Assignment 1:
Using the Ebola interview, explain why sweat from a person with Ebola who uses gym equipment is not a significant risk.
Assignment 2:
List every part of the body that the Ebola interview names as a place where the virus can get in and infect someone.
Assignment 3:
Continue the Ebola interview from where it stops.

Document segment:
•••

Brian McCloskey: To catch Ebola you need to make direct contact with the body fluids of someone who has Ebola and is also sick and showing symptoms.
When I say direct contact I mean touch. To get Ebola you would need to touch body fluids like diarrhoea, vomit or blood, then touch your own mouth, eyes or nose for instance. Ebola doesn’t spread through the air like flu or measles, it’s a virus that spreads by direct contact.
It’s also important to repeat that you can only catch Ebola from a person who is ill. Before someone has symptoms there is no risk at all. Once they begin to feel ill, such as having a fever, the risk they could pass it on is still low as they don’t have much virus in their blood.
Once they become very ill and start to vomit and have diarrhoea, that vomit or diarrhoea is infectious and is a risk.
This is why the most common way of catching Ebola is by caring for someone who is very ill if you aren’t wearing full protective equipment.
You mentioned diarrhoea, blood and vomit but what about sweat? If someone with Ebola went to the gym they might sweat a lot and touch some gym equipment?
Brian McCloskey: I understand why people ask this question, but can reassure them that this isn’t a significant risk. The best way to explain why is to talk about what happens when someone gets Ebola.
When you first catch Ebola you have no symptoms and are not infectious at all. As time passes the virus starts getting into the cells in your body and starts to multiply and when you reach a point where virus is released from your cells you will experience the first symptoms which are usually feeling tired and feverish.
At this stage there are still low levels of virus in your body so your body fluid, like sweat, is not likely to make anyone else ill.
When a patient is extremely sick – and by that I mean hospitalised and in a critical condition – there might be enough virus in sweat to infect someone else but by this stage I can assure you that the patient would not be visiting a gym and would be severely ill.
What about saliva or fluid that someone coughs or sneezes out? Is this dangerous?
Brian McCloskey: Ebola is not a respiratory illness like flu that you can catch from virus particles which float in the air. That’s a really important point – don’t think of Ebola like a cold or flu as it isn’t as infectious and isn’t spread in the same way.
Coughing and sneezing are not symptoms of Ebola and as I mentioned when talking about sweat, to have enough virus in saliva or a sneeze to infect someone else, you would need to be very sick and would probably be bedridden.
On top of that, your sneeze would need to land directly on someone else’s mouth, eyes or nose (or an open cut in the skin) to infect them.
It’s also worth mentioning that the Ebola virus is quite delicate. It doesn’t survive that well outside the body. The real risk from Ebola is direct contact with body fluids like diarrhoea, vomit or blood and this is most likely if you are caring for someone who is very sick.
That’s largely how it has spread from person to person in West Africa, when people look after sick patients without wearing protective equipment or through burial rites where people make contact with the body of an Ebola victim.

•••

Data provided:
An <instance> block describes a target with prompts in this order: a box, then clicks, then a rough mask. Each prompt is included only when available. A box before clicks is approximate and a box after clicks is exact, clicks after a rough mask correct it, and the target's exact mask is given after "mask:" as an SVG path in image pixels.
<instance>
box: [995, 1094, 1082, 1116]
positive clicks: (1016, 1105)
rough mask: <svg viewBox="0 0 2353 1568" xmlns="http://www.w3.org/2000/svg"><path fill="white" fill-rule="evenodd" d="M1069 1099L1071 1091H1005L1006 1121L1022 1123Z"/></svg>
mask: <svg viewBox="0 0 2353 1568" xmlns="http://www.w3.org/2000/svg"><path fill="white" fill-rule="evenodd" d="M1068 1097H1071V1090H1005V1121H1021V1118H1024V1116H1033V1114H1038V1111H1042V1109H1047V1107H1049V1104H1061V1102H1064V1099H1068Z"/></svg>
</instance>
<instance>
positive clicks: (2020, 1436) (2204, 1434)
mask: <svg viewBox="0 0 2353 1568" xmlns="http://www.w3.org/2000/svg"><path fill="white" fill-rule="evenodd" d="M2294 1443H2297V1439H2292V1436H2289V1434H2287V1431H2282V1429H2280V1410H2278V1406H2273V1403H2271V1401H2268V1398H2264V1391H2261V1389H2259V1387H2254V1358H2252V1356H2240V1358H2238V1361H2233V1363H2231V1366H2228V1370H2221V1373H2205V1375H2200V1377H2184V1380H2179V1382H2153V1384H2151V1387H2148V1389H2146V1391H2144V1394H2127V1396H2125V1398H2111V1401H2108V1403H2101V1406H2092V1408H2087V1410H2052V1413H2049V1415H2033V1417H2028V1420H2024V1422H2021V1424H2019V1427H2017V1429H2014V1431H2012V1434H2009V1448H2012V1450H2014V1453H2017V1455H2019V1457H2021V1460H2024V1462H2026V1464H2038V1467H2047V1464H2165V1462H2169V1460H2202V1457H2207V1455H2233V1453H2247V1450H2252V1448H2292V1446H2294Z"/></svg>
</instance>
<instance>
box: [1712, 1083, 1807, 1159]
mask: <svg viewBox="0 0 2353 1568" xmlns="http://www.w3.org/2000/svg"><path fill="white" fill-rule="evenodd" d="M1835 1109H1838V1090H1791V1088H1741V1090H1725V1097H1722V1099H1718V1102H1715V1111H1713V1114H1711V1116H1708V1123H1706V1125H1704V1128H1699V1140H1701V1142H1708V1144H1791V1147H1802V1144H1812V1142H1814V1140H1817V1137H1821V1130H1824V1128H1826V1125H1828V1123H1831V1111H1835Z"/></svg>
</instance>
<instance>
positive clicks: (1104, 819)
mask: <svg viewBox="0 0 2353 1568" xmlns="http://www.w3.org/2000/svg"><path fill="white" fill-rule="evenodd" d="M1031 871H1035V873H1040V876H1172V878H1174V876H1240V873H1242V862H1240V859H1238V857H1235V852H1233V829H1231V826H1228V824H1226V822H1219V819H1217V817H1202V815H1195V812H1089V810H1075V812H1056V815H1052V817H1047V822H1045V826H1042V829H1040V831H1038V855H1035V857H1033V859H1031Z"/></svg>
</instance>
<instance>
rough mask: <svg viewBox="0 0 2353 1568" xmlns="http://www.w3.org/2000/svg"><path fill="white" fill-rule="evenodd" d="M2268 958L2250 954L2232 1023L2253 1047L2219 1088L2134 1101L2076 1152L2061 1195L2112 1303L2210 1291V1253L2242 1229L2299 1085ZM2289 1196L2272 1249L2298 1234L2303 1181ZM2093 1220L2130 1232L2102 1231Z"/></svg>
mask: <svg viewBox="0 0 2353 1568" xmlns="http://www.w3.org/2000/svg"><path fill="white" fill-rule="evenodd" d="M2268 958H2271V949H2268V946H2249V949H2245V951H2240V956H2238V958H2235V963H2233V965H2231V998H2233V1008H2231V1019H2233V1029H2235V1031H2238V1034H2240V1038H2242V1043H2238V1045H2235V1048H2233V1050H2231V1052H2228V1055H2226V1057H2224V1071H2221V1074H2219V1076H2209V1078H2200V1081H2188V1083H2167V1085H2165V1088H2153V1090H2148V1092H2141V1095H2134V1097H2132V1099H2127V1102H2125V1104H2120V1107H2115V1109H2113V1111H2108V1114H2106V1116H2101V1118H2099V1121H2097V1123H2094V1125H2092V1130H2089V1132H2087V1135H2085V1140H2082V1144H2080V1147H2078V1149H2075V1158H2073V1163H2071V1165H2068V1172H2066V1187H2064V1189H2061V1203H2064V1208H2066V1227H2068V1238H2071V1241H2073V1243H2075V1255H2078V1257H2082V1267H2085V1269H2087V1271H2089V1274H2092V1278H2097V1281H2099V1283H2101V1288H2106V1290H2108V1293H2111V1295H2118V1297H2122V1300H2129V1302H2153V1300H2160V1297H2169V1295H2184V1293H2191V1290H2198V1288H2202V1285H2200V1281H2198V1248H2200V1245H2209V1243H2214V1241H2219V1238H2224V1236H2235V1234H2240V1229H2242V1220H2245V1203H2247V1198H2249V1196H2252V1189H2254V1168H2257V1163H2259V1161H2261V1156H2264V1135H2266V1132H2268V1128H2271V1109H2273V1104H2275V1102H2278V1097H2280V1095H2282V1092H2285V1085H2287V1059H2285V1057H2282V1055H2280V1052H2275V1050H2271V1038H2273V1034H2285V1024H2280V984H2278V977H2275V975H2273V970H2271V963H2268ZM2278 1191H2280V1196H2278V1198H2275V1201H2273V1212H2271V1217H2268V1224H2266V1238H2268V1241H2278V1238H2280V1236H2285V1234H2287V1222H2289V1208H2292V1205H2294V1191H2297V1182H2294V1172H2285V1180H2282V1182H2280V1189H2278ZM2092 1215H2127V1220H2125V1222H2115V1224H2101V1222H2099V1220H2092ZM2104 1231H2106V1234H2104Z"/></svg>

•••

Output 1:
At the stage when a person first has symptoms and feels tired and feverish, virus levels in the body are still low, so sweat is not likely to make anyone else ill. Sweat might hold enough virus to infect someone only when the patient is hospitalized and critically ill, and a patient in that condition would not be visiting a gym.

Output 2:
- Mouth
- Eyes
- Nose
- An open cut in the skin

Output 3:
Don’t think of Ebola like a cold or flu as it isn’t as infectious and isn’t spread in the same way
But if Ebola is quite difficult to catch, why do medical professionals have to wear lots of protective equipment?
Brian McCloskey: It’s very important that people caring for Ebola patients wear full protective equipment because the body fluids of someone very sick with Ebola are infectious. If a doctor or nurse made contact with some blood or vomit and then touched their own eyes or mouth they could catch it, so great care is taken to avoid this happening by wearing gloves, aprons, masks and eye protection.
Forgive me for using a slightly graphic description but if someone is seriously ill, vomiting and suffering from diarrhoea there are a lot of body fluids in that environment and a health professional absolutely must avoid contact with them. But even at this stage there still has to be direct contact because Ebola is not airborne.
Are you aware of any other rumours or myths about catching Ebola that you’d like to respond to?
Brian McCloskey: The main myth is that Ebola is airborne – in other words that it could be caught by breathing in virus particles that hang in the air. Ebola is not airborne and there is no evidence that the virus will adapt to become airborne. Ebola is passed on through direct contact with the body fluids of someone who is sick, and the more unwell they are, the more infectious the body fluids are. This is why it’s highly unlikely that people can catch Ebola from normal social contact and most likely that you would catch it by caring for someone with Ebola, if strict infection control measures were not followed.
Ebola is not airborne and there is no evidence that the virus will adapt to become airborne
If people are told that the risk of catching Ebola in the UK is low, is all the attention on this disease an overreaction?
Brian McCloskey: The UK is playing a significant role in stopping Ebola at its source in West Africa, as ending this outbreak is absolutely the best way to protect the UK as well as save lives in Sierra Leone, Guinea and Liberia. Once we’ve dealt with this outbreak we have then removed the risk to the UK.
Though it’s absolutely true that the risk to the UK is low, the potential impact of Ebola is high as it’s a dangerous illness. We don’t want Ebola to make an impact here and so must ensure we are prepared and this is why the Government and health services are alert to the situation.
We don’t believe there will be an Ebola outbreak here in the UK precisely because of our preparation and our systems to deal with unusual infectious diseases.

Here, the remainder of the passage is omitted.